--- Start Material provided ---

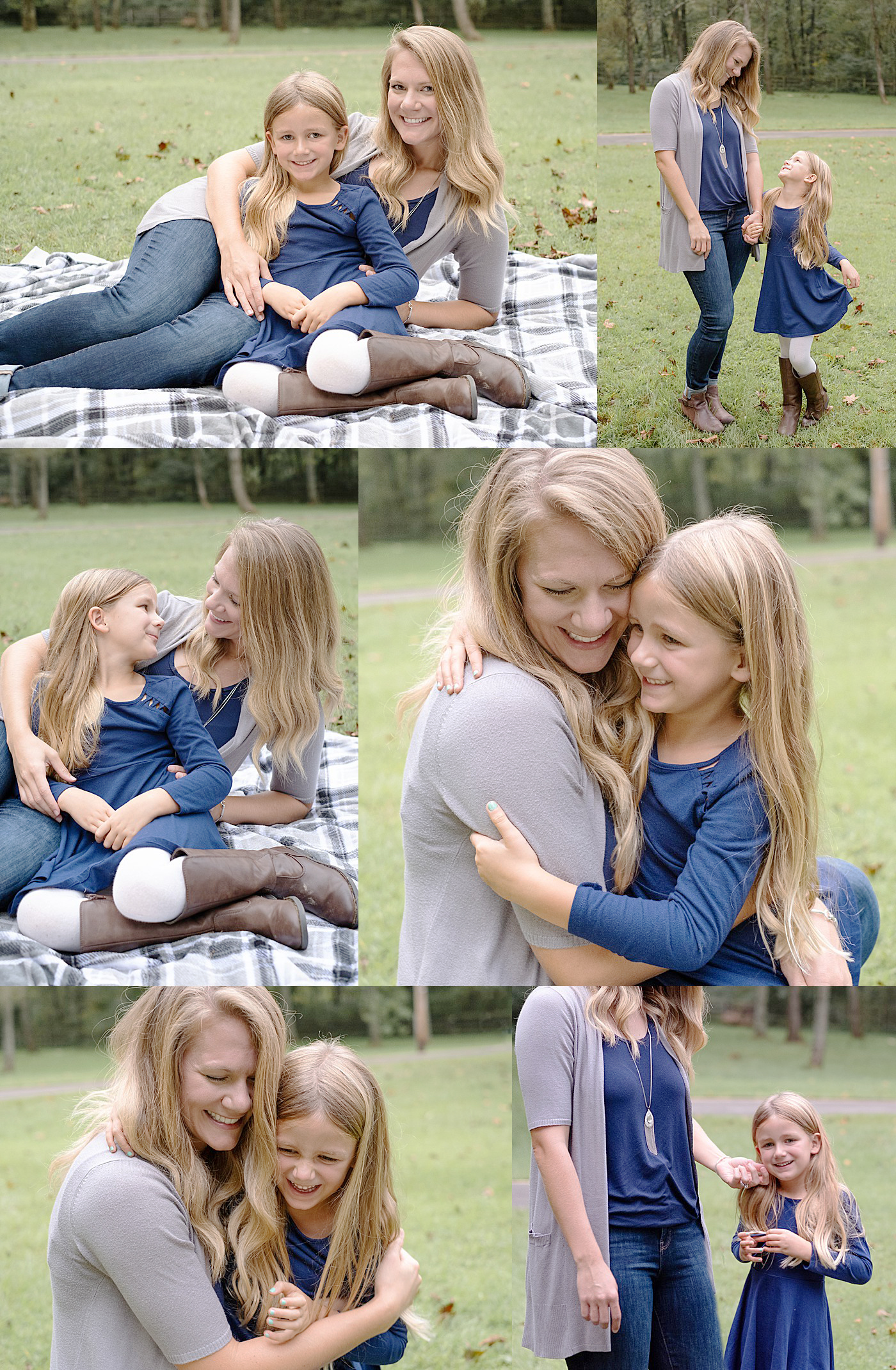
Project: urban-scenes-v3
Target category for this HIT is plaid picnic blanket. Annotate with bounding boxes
[0,248,597,448]
[0,733,358,985]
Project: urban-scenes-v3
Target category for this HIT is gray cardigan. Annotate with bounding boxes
[651,71,758,271]
[516,985,712,1360]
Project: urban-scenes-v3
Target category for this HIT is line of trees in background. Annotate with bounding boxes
[358,449,896,545]
[0,448,358,518]
[597,0,896,103]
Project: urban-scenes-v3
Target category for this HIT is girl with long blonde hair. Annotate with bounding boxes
[218,71,527,418]
[473,512,877,984]
[724,1092,871,1370]
[753,150,860,437]
[48,988,419,1370]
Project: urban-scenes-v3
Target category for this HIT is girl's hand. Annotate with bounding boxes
[840,257,861,291]
[59,785,115,837]
[264,1280,314,1342]
[436,618,483,695]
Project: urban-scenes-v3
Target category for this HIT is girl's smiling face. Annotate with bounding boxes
[264,104,348,189]
[276,1113,355,1227]
[756,1114,820,1193]
[516,517,632,675]
[629,574,749,715]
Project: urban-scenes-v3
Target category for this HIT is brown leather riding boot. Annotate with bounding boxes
[678,391,723,433]
[81,892,308,951]
[705,381,737,423]
[778,356,803,437]
[797,369,830,428]
[174,847,358,928]
[276,371,478,419]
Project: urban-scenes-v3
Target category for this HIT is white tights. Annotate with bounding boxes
[18,847,186,952]
[778,333,818,375]
[221,329,370,418]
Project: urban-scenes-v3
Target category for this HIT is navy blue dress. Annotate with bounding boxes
[724,1191,871,1370]
[10,675,233,912]
[753,204,852,339]
[223,185,419,385]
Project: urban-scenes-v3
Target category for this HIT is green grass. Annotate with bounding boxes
[597,85,893,133]
[360,523,896,984]
[0,1037,509,1370]
[0,28,596,262]
[597,138,896,448]
[0,504,358,734]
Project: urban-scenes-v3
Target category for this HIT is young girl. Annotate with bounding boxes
[753,152,859,437]
[218,1041,426,1370]
[218,71,520,419]
[11,570,307,951]
[471,514,860,984]
[724,1093,871,1370]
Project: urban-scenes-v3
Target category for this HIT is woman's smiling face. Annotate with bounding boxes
[516,517,632,675]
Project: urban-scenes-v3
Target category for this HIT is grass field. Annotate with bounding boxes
[0,28,596,262]
[0,504,358,734]
[0,1037,511,1370]
[360,523,896,985]
[597,132,896,448]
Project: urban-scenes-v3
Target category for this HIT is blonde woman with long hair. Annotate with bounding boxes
[48,988,419,1370]
[516,985,767,1370]
[651,19,762,433]
[753,150,860,437]
[724,1092,871,1370]
[0,519,358,952]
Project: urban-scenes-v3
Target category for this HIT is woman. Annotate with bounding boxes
[0,519,356,951]
[516,985,769,1370]
[651,19,762,433]
[399,449,877,985]
[48,988,419,1370]
[0,26,527,412]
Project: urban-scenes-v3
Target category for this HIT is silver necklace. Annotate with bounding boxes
[627,1018,656,1156]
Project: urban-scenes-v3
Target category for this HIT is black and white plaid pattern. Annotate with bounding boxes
[0,733,358,985]
[0,249,597,448]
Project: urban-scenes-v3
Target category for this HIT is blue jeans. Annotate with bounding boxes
[0,219,259,391]
[0,720,60,910]
[685,204,751,391]
[566,1222,722,1370]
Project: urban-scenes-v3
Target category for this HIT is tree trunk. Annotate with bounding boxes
[193,451,211,510]
[413,985,433,1051]
[787,985,803,1041]
[868,447,893,547]
[227,452,257,514]
[451,0,483,42]
[810,985,830,1070]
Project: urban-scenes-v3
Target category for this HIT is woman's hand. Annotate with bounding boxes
[264,1280,314,1344]
[688,214,712,257]
[575,1261,622,1332]
[436,618,483,695]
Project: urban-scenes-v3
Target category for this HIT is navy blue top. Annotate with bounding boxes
[223,184,419,385]
[603,1024,700,1227]
[215,1218,407,1370]
[698,100,747,214]
[753,204,852,339]
[341,162,438,248]
[143,648,250,751]
[724,1191,871,1370]
[11,675,233,912]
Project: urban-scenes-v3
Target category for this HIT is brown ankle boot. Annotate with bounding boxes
[797,369,830,428]
[81,892,308,952]
[705,381,737,423]
[678,391,723,433]
[778,356,803,437]
[174,847,358,928]
[276,371,478,419]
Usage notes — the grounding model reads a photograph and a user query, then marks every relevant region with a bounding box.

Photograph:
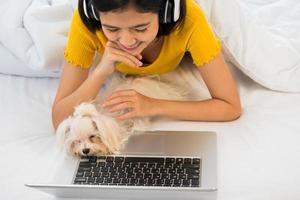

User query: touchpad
[121,132,165,155]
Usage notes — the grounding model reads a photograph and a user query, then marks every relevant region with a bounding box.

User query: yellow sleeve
[187,9,221,66]
[64,10,97,69]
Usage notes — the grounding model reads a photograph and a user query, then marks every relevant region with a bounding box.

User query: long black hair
[78,0,186,37]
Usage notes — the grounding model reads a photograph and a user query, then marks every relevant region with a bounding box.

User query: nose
[82,148,90,155]
[119,32,136,48]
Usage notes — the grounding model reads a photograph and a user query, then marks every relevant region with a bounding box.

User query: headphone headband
[83,0,180,24]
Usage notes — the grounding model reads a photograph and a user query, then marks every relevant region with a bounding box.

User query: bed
[0,0,300,200]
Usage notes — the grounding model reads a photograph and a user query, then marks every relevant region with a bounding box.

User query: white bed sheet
[0,64,300,200]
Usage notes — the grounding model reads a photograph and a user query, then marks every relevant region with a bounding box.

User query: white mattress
[0,63,300,200]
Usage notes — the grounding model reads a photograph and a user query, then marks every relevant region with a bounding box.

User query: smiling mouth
[120,42,142,51]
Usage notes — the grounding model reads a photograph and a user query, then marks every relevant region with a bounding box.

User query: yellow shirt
[64,0,221,75]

--- End Material provided ---

Given problem: Pictures are to be left out; repeat all the remaining data exactly.

Result of the task:
Project: urban-scenes-v3
Target category for this HIT is plaid picnic blanket. Annotate with bounding boxes
[0,248,597,448]
[0,733,358,985]
Project: urban-scenes-v3
Target category for this HIT is gray cardigan. Annotate with bounding boxes
[651,71,758,271]
[516,985,712,1360]
Project: urban-scenes-v3
Target category for this HIT is line of trees in background. Annotate with bounding boxes
[358,449,896,545]
[0,448,358,518]
[597,0,896,103]
Project: urban-scenes-v3
Target category for this HIT is girl with long blonde hair. Annotate with bounding boxes
[218,71,527,418]
[473,512,877,984]
[724,1092,871,1370]
[753,150,860,437]
[48,988,419,1370]
Project: urban-scenes-v3
Target category for this HIT is girl's hand. Annotate with bounding boxes
[840,257,861,291]
[59,785,115,837]
[264,1280,314,1342]
[436,618,483,695]
Project: urban-scenes-v3
Target category for this HIT is girl's smiling face. Annotate with bounding boxes
[264,104,348,189]
[276,1113,355,1227]
[756,1114,820,1193]
[516,517,632,675]
[629,574,749,715]
Project: urban-scenes-v3
Target category for this HIT is brown leather riding boot. Annotate with bounding boxes
[678,391,723,433]
[81,892,308,951]
[705,381,737,423]
[778,356,803,437]
[797,369,830,428]
[174,847,358,928]
[276,371,478,419]
Project: urban-scenes-v3
Target category for this HIT is white tights. Annotate with bounding boxes
[18,847,186,952]
[778,333,818,375]
[221,329,370,418]
Project: urban-scenes-v3
Target category for this HIT is navy blue dress. Annotate with bounding boxes
[724,1191,871,1370]
[10,675,233,912]
[753,204,852,339]
[223,185,419,385]
Project: urban-scenes-v3
Target category for this HIT is green grass. Annotate with bounding boxes
[597,85,893,133]
[360,523,896,984]
[0,1037,509,1370]
[0,28,596,262]
[597,138,896,448]
[0,504,358,734]
Project: urban-scenes-v3
Target category for this HIT is young girl. Annotate with bounding boxes
[753,152,859,437]
[218,1041,426,1370]
[218,71,520,419]
[11,570,307,951]
[471,514,860,984]
[724,1093,871,1370]
Project: urban-scenes-v3
Target category for this HIT is woman's smiling face. Annotate with bounding boxes
[516,517,632,675]
Project: urban-scenes-v3
Target category for this HIT is grass field. Annotate with bounding boxes
[0,28,596,262]
[0,504,358,734]
[0,1037,511,1370]
[360,523,896,985]
[597,132,896,448]
Project: urban-scenes-v3
Target category for this HIT is blonde woman with long hair. Annotate with bounding boxes
[48,988,419,1370]
[516,985,767,1370]
[651,19,762,433]
[753,150,860,437]
[724,1092,871,1370]
[0,519,358,952]
Project: urban-scenes-v3
Target category for this HIT is woman. Annotate with bounding boxes
[0,519,356,951]
[516,985,769,1370]
[651,19,762,433]
[399,449,877,985]
[48,988,419,1370]
[0,26,527,412]
Project: urban-scenes-v3
Target category for this HIT is silver necklace. Annotate with bounding boxes
[627,1018,656,1156]
Project: urban-scenes-v3
Target category for this HIT is black and white plaid pattern. Annotate with bounding boxes
[0,733,358,985]
[0,249,597,448]
Project: urban-scenes-v3
Target category for this HIT is blue jeans. Annotate with bounding boxes
[0,219,259,391]
[0,720,60,910]
[685,204,751,391]
[566,1222,722,1370]
Project: urban-scenes-v3
Target category for this HIT is tree trunk. Annotate with bounding boxes
[193,451,211,510]
[413,985,433,1051]
[787,985,803,1041]
[868,447,893,547]
[227,452,257,514]
[451,0,483,42]
[810,985,830,1070]
Project: urban-scenes-v3
Target category for this HIT is woman's hand. Annotate with bounding boxes
[264,1280,314,1344]
[688,214,712,257]
[575,1261,622,1332]
[436,618,483,695]
Project: urban-scenes-v3
Target category for this HIT is navy blue top. Annotate with bounding boxes
[223,184,419,385]
[603,1024,700,1227]
[215,1218,407,1370]
[698,100,747,214]
[753,204,852,339]
[341,162,438,248]
[143,648,250,751]
[724,1191,871,1370]
[11,675,233,912]
Project: urban-scenes-v3
Target category for this HIT is brown ankle boot. Annotate with bounding boxes
[797,369,830,428]
[81,892,308,952]
[705,381,737,423]
[678,391,723,433]
[778,356,803,437]
[174,847,358,928]
[276,371,478,419]
Usage notes — the grounding model reads a photograph and a user query, then marks every relevant region with a bounding box.

Photograph:

User query: touchpad
[121,132,165,155]
Usage notes — the grounding model reads a photograph and a user query, then marks every relevant region with a bounding box.

User query: yellow sleeve
[187,9,221,66]
[64,10,97,69]
Usage notes — the grounding model reads a photograph and a user query, then marks every relevant region with a bounding box.

User query: long black hair
[78,0,186,37]
Usage notes — the grounding model reads a photograph and a user query, then marks every relevant region with a bounding box.

User query: nose
[82,148,90,155]
[119,32,136,48]
Usage notes — the grounding model reads a photograph and a user query, then marks every relevant region with a bounding box.

User query: headphone headband
[83,0,180,24]
Usage notes — the grounding model reads a photograph and a user query, then marks every relevant region with a bounding box.

User query: bed
[0,0,300,200]
Usage notes — the grounding model reads a photograph and a user query, then marks every relevant region with a bounding box.

User query: white bed sheet
[0,64,300,200]
Usage notes — the grounding model reads a photograph and a user query, then marks every relevant region with a bounding box.

User query: white mattress
[0,63,300,200]
Usage notes — the grounding model reads a photograph and a user query, then marks every relevant region with a bounding box.

User query: smiling mouth
[120,42,142,51]
Usage notes — the grounding model reads a photograph and a user query, then marks every relevant region with a bounding box.

User query: yellow shirt
[64,0,221,75]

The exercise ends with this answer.